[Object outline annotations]
···
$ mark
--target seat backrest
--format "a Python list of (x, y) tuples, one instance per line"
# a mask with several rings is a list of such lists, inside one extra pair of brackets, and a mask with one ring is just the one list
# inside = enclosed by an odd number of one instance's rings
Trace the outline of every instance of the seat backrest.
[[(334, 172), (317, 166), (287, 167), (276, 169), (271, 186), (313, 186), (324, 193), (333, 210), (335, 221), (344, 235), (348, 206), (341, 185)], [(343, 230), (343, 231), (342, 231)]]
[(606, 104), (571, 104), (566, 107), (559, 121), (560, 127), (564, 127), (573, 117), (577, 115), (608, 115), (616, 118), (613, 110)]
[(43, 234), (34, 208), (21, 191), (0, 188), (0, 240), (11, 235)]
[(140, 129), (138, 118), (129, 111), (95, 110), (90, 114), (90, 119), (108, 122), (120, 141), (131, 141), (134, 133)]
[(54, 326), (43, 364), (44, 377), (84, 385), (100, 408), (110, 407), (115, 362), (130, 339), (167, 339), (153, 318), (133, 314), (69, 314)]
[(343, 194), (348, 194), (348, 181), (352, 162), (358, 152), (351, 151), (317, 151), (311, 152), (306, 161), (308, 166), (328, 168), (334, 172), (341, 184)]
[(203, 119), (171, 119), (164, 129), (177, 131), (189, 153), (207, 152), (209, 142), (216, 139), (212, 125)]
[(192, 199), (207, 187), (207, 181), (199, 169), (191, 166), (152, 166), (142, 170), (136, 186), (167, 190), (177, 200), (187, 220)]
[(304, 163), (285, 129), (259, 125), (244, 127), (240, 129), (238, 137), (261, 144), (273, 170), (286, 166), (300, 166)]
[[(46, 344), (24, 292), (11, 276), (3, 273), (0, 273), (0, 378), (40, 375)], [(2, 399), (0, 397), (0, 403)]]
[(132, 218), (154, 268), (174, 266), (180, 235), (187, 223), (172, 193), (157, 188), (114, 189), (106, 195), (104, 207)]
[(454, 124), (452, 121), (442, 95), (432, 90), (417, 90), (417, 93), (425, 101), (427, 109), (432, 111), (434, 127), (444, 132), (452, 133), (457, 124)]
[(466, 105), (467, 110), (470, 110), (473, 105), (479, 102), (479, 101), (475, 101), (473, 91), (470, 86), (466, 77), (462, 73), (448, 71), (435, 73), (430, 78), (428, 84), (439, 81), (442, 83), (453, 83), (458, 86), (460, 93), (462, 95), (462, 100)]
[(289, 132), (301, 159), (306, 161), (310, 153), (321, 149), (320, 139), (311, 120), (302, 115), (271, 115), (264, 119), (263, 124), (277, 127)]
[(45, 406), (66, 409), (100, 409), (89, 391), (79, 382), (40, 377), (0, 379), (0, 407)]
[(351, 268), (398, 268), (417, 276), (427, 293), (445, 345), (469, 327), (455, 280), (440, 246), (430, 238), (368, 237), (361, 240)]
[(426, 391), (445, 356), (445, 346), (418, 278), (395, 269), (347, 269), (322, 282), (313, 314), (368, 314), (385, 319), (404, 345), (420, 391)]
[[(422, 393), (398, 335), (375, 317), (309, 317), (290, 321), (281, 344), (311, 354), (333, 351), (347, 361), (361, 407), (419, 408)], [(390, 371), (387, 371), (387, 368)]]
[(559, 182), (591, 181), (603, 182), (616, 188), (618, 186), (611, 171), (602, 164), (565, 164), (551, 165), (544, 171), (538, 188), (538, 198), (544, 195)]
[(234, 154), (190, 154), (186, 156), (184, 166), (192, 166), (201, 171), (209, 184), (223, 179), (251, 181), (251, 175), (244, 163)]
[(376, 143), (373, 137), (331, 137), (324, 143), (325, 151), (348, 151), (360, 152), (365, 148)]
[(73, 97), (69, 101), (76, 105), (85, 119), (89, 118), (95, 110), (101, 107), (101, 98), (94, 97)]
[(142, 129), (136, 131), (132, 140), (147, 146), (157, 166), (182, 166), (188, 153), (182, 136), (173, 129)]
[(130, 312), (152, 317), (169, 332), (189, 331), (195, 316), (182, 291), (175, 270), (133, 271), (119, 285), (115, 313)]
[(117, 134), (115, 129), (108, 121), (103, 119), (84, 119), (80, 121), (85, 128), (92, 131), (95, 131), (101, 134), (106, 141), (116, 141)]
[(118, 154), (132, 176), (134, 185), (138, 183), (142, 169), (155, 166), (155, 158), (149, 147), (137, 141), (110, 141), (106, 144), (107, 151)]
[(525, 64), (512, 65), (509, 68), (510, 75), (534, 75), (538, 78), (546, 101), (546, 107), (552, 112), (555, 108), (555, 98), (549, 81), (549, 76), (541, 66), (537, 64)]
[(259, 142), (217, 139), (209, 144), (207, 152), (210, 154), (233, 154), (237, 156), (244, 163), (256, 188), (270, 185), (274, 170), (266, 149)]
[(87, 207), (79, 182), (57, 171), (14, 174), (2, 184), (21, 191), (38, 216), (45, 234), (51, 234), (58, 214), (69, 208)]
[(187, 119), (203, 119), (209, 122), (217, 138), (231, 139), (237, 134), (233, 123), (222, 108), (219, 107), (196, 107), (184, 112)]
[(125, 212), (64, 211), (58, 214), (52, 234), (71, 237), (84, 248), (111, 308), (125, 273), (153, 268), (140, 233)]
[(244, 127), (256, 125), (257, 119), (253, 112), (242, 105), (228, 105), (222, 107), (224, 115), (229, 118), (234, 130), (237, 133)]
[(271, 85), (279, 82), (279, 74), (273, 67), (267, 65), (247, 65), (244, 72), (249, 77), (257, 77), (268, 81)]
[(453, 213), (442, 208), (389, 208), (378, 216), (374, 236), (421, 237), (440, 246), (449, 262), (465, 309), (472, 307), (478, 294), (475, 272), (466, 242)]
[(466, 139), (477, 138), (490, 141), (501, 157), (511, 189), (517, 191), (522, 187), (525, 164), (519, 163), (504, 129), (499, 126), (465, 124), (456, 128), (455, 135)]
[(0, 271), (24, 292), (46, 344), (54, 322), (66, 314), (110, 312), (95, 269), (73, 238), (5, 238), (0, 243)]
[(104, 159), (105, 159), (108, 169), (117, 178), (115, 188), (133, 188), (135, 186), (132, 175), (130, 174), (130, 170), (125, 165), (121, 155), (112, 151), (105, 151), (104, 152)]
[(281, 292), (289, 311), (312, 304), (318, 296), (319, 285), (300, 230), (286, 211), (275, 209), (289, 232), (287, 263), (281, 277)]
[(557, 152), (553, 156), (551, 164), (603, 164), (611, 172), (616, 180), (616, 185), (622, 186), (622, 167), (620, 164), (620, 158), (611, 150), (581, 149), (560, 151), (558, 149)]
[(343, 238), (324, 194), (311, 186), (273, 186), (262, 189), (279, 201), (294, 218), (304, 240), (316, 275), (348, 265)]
···
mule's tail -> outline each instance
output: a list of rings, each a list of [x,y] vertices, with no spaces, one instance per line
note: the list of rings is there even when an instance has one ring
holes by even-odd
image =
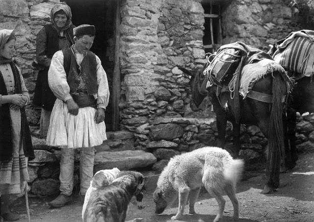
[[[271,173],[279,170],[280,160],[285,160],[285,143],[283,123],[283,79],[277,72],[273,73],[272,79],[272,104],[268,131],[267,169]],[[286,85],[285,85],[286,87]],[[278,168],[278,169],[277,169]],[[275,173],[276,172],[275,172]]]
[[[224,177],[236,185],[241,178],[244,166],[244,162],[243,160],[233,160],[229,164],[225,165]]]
···
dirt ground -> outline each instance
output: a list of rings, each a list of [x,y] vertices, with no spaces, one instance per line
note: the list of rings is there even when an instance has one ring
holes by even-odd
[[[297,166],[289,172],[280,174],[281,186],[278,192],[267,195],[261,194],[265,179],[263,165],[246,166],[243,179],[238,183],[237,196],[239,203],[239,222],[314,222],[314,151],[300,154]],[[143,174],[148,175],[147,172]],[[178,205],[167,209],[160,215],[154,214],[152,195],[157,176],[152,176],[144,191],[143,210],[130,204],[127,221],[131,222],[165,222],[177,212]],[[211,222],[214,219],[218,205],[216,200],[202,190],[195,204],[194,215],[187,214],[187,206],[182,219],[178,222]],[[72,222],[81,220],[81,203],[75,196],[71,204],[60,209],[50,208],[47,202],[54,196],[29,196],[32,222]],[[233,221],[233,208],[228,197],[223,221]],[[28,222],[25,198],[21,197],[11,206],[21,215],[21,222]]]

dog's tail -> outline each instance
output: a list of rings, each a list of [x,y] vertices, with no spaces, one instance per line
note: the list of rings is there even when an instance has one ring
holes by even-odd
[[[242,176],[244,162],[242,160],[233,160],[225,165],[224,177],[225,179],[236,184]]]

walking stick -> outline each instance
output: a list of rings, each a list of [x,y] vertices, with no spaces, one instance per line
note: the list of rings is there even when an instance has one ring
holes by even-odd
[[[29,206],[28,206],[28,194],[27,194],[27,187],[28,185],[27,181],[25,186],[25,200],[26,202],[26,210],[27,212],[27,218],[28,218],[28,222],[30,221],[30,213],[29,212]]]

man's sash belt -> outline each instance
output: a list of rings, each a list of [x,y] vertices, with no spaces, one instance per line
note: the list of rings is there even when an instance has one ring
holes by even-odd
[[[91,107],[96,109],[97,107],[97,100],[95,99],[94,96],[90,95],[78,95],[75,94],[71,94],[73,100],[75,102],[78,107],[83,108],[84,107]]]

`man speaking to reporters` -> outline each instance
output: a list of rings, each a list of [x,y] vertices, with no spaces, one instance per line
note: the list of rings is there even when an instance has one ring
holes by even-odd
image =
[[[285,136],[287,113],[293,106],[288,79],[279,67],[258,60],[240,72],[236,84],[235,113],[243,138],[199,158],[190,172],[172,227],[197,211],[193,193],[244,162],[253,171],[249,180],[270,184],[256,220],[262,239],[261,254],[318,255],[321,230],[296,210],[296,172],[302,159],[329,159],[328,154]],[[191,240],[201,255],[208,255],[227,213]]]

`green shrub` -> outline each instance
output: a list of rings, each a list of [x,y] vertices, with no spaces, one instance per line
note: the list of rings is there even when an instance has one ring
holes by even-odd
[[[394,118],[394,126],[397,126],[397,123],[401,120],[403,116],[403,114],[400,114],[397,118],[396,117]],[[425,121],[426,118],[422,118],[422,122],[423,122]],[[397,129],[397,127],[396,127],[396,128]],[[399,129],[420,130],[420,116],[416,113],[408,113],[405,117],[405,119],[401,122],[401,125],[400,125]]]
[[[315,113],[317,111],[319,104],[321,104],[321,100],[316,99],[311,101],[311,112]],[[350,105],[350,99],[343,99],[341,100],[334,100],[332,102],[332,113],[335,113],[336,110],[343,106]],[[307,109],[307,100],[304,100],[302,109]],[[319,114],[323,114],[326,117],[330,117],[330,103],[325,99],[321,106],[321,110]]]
···
◆ Exercise requirements: Which lines of the rows contain the word "inside"? Return each of them.

◆ Result:
# a mask with several rings is a list of such lists, inside one extra pair of brackets, and a mask with one ring is just the one list
# inside = enclosed by an odd number of one instance's rings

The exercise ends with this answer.